Exercise instructions ▸ Return each line of the listing below unchanged, omitting the pictures.
----
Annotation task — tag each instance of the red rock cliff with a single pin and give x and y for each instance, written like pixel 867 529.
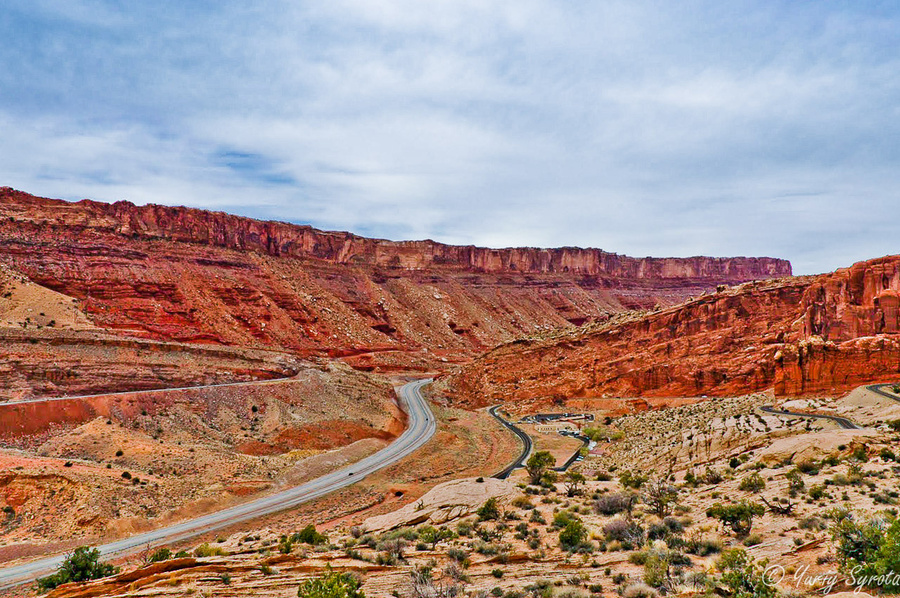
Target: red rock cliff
pixel 194 276
pixel 800 335
pixel 186 225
----
Written response ▸
Annotation task — tag each instance of the red rock cliff with a single pin and give x and y for each instance, written like pixel 867 529.
Target: red rock cliff
pixel 194 276
pixel 800 335
pixel 186 225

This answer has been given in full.